Data for this exercise:
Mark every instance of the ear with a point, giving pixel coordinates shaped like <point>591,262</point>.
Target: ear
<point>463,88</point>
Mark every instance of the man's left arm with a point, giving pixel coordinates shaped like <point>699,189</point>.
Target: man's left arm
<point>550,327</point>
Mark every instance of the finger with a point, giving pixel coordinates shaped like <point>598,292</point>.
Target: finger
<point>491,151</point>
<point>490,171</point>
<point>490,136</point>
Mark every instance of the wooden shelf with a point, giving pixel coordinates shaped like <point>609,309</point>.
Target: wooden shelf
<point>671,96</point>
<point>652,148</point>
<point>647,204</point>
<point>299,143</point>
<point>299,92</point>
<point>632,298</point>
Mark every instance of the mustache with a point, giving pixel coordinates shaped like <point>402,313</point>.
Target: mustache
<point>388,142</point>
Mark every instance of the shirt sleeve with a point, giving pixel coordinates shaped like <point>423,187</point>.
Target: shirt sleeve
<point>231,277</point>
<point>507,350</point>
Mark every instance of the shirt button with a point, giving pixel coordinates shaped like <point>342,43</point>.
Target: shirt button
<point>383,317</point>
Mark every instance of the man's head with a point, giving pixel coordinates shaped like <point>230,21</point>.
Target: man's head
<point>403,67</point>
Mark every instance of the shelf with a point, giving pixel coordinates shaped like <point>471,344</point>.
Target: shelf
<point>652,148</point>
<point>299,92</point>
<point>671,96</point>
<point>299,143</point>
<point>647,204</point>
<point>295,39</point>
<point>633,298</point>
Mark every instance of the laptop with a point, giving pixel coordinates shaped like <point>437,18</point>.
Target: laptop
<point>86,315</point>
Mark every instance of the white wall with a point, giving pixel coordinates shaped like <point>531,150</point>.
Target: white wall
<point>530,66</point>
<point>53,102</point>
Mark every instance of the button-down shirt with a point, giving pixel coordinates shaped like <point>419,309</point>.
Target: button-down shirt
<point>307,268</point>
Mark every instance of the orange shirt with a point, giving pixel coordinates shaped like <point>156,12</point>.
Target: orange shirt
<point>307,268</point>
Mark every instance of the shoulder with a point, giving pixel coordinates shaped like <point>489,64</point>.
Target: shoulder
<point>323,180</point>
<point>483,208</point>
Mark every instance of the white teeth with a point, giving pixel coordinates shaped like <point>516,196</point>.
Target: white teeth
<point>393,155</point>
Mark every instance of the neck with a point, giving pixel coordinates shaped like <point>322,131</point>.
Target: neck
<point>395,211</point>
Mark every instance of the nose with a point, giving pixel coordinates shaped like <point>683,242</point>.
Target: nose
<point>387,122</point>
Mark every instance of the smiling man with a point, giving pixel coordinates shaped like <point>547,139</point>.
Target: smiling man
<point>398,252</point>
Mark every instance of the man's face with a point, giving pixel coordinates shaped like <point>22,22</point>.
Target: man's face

Problem to work on: Restate each of the entries above verbatim.

Reply to the exercise:
Mark every instance of the ear with a point, giving pixel coordinates shaped like <point>591,262</point>.
Target: ear
<point>463,88</point>
Mark every instance of the man's left arm with a point, giving pixel coordinates shaped like <point>699,189</point>.
Target: man's left arm
<point>550,327</point>
Mark every instance of the finger with a point, giving pixel coordinates shaped like <point>598,292</point>.
Target: finger
<point>491,151</point>
<point>490,171</point>
<point>490,136</point>
Mark every instance of the wooden shelf with a point, giving pixel coordinates shaped like <point>609,309</point>.
Target: wooden shelf
<point>671,96</point>
<point>652,148</point>
<point>647,204</point>
<point>299,143</point>
<point>299,92</point>
<point>632,298</point>
Mark every instance of the mustache with a point, giving pixel coordinates shaped like <point>402,313</point>.
Target: mustache
<point>388,142</point>
Mark every instance of the shirt sleeve with a point, giving pixel coordinates shaped like <point>423,187</point>.
Target: shirt sleeve
<point>231,277</point>
<point>507,350</point>
Mark every instance of the shirt button with a point, giving pixel coordinates shaped like <point>342,43</point>.
Target: shirt button
<point>383,317</point>
Mark every instance of the man's head with a point, giving pixel coordinates shaped like <point>230,21</point>.
Target: man's head
<point>403,67</point>
Mark every instance of the shelf with a point, giving pixel coordinates shaped like <point>471,344</point>.
Target: shelf
<point>652,148</point>
<point>299,92</point>
<point>671,96</point>
<point>299,143</point>
<point>647,204</point>
<point>295,39</point>
<point>633,298</point>
Mark every instance of the laptop with a point, giving pixel coordinates shaped like <point>437,18</point>.
Target: laptop
<point>86,315</point>
Mark every instance of the white wall with a point, giving pixel coordinates shaped like <point>531,150</point>.
Target: white wall
<point>530,66</point>
<point>53,102</point>
Mark every instance of the button-down shirt with a point, giving pixel coordinates shaped like <point>419,309</point>.
Target: button-down shirt
<point>307,268</point>
Mark every instance of the orange shirt with a point, giving pixel coordinates shaped like <point>156,12</point>.
Target: orange shirt
<point>307,268</point>
Mark every instance of the shoulder with a point, giving pixel coordinates shaped like <point>489,64</point>.
Target: shoulder
<point>323,180</point>
<point>483,208</point>
Mark every instance of the white teeth with a point, giving pixel coordinates shaped like <point>516,196</point>.
Target: white teeth
<point>393,155</point>
Mark every instance of the neck with a point, giving pixel coordinates shaped like <point>322,131</point>.
Target: neck
<point>395,211</point>
Mark every instance of the nose with a point, giving pixel coordinates shaped like <point>683,242</point>.
Target: nose
<point>387,122</point>
Mark every instance of the smiling man with a point, giving pixel coordinates shaped like <point>547,139</point>.
Target: smiling man
<point>398,252</point>
Mark every instance of the man's face with a point, giving pixel coordinates shaped like <point>22,22</point>.
Target: man's face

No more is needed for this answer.